### Objetivo 1
Segundo o artigo sobre a URSS, por que a experiência vivida pela União Soviética, embora traumatizante, é também fascinante? Responda em uma ou duas frases.
### Objetivo 2
Dê prosseguimento ao artigo sobre a URSS a partir da última frase do trecho.

Povos da URSS têm desafio e
oportunidade
Pedro J. Bondaczuk
A
União Soviética passa por uma experiência que, embora traumatizante, dada a
dramática situação em que o país se encontra, não deixa de ser fascinante,
pelas possibilidades que abre. É como uma casa em reformas. Se o trabalho for
bem executado, em pouco tempo a sujeira e o aspecto de caos cederão lugar à
beleza, à grandeza e às vezes até ao luxo.
É
mister, todavia, que os amargos 74 anos de comunismo tenham deixado uma lição
bem marcada nos corações e nas mentes dos soviéticos. A de que, a despeito da
necessidade de instituições, de controles e de organização, estes nunca devem
sujeitar o homem, mas serem sujeitos a ele.
O
professor e economista norte-americano Ronald C. Nairn alertou: "A riqueza
é criação do indivíduo. A imaginação, inteligência, criatividade, habilidade e
energia são atributos humanos, não atributos institucionais. As instituições,
sobretudo os governos, não criam riqueza, mas podem auxiliar, criando condições
nas quais indivíduos possam ter liberdade de desenvolver seus talentos".
Nunca
um povo precisou tanto do resgate da criatividade, quanto o soviético atual.

### Dados fornecidos
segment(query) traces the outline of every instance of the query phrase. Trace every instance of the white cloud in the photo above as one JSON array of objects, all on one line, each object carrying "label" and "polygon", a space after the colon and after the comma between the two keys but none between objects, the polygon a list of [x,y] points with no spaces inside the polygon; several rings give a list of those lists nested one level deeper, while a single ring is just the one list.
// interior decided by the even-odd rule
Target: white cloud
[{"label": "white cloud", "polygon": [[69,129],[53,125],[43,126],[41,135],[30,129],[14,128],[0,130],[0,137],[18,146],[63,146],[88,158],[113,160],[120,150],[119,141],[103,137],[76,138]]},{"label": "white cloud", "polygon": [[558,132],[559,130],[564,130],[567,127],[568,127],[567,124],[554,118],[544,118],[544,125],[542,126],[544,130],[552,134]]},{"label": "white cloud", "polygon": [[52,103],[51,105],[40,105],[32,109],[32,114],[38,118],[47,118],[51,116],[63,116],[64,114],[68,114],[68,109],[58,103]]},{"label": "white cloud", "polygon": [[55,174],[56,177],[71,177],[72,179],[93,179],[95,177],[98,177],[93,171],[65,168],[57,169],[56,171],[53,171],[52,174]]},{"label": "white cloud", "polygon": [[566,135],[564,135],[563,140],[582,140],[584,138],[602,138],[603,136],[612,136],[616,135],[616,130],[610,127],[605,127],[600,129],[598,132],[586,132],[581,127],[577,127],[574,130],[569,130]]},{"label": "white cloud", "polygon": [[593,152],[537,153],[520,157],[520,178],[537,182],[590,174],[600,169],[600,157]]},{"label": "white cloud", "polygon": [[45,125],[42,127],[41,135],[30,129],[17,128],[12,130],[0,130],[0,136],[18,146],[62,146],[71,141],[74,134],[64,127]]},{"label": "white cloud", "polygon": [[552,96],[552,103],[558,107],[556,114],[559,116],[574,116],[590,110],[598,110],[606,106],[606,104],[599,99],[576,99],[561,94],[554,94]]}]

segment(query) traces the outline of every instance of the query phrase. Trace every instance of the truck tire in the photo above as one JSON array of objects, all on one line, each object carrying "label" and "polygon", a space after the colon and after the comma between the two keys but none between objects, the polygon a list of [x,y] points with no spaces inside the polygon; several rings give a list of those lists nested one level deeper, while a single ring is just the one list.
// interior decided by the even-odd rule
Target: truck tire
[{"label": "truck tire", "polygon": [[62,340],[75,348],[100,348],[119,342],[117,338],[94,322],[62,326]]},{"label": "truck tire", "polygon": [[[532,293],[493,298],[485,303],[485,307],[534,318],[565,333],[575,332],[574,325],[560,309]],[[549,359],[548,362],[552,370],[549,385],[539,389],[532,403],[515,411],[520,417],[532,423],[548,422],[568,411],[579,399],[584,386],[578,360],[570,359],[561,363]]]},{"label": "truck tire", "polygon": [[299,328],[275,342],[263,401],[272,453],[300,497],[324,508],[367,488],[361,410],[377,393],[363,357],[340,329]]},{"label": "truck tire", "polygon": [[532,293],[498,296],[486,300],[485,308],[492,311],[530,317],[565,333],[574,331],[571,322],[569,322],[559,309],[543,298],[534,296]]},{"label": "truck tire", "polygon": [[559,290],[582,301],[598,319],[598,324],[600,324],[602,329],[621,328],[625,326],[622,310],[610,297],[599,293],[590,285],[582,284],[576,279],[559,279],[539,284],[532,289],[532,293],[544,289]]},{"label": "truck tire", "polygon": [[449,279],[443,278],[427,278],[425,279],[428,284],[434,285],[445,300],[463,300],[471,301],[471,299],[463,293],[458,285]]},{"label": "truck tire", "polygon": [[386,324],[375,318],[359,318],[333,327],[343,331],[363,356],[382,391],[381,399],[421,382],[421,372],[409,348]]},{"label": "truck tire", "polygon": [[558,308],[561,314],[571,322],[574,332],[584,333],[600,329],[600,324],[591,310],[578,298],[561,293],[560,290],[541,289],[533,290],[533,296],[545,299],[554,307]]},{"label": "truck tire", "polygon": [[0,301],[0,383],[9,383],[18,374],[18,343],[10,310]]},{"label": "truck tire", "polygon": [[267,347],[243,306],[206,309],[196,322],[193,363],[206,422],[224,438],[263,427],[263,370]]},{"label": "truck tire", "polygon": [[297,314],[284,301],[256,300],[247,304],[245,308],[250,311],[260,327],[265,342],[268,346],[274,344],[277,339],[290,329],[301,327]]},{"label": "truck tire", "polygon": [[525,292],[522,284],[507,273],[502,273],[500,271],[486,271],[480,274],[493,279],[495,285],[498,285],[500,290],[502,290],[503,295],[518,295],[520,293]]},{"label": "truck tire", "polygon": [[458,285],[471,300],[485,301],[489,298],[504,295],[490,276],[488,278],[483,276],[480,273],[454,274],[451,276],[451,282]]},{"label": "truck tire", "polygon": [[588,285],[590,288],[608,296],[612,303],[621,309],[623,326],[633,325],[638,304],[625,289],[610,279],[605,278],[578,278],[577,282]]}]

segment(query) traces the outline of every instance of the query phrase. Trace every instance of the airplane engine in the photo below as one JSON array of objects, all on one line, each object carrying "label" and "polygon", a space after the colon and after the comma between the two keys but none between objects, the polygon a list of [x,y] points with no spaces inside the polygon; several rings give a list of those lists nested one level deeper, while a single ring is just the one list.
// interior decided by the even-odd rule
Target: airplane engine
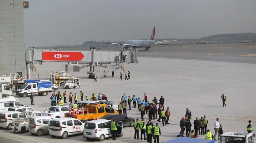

### Resposta correta 1
Porque abre possibilidades. Como numa casa em reformas, se o trabalho for bem executado, a sujeira e o caos logo darão lugar à beleza, à grandeza e às vezes até ao luxo.

### Resposta correta 2
Aliás, essa necessidade existe, e muito, por toda a parte e logicamente também
no Brasil. Não serão governos, sistemas, ideologias, pacotes, congelamentos,
golpes de Estado ou seja lá o que for que tirarão o país de sua imensa crise.
Será a vontade de cada um, que somada à de seu semelhante, formará uma onda
irresistível que varrerá com facilidade o pessimismo, o cinismo, o derrotismo,
o oportunismo, o desrespeito ao próximo e tudo aquilo que nos infelicita e faz
com que andemos para trás.
É
indispensável, sobretudo, que cada um faça aquilo que goste e onde se sinta
melhor. Todos possuem talentos. Poucos, no entanto, têm chances de
descobri-los, desenvolvê-los e aplicá-los no progresso individual e coletivo.
O
pensador alemão, Robert Jungk, observou: "A divisão entre aqueles que
comem e os que têm fome vai existir sempre. Mas já está preparada uma outra
divisão: entre aqueles que fazem um trabalho interessante, pouco rotineiro e os
que não são informados de nada, os que nunca poderão tomar decisões,
influenciar o curso das coisas, criar. Esta gente forma uma nova classe de
pobres, condenados a se tornarem brinquedos, ou imitadores. E isso é fonte de
profundo mal-estar, que nada tem a ver com reivindicações econômicas. O ser
humano é fundamentalmente criador e em vez disso existe muita gente dependente
e manipulada".
Convém,
sempre que possível, debater exaustivamente, seja em que meio for, o papel do
Estado no mundo contemporâneo. À distância nos parece que os soviéticos ainda
não entenderam direito o alcance das reformas que Gorbachev vem implantando em
seu país.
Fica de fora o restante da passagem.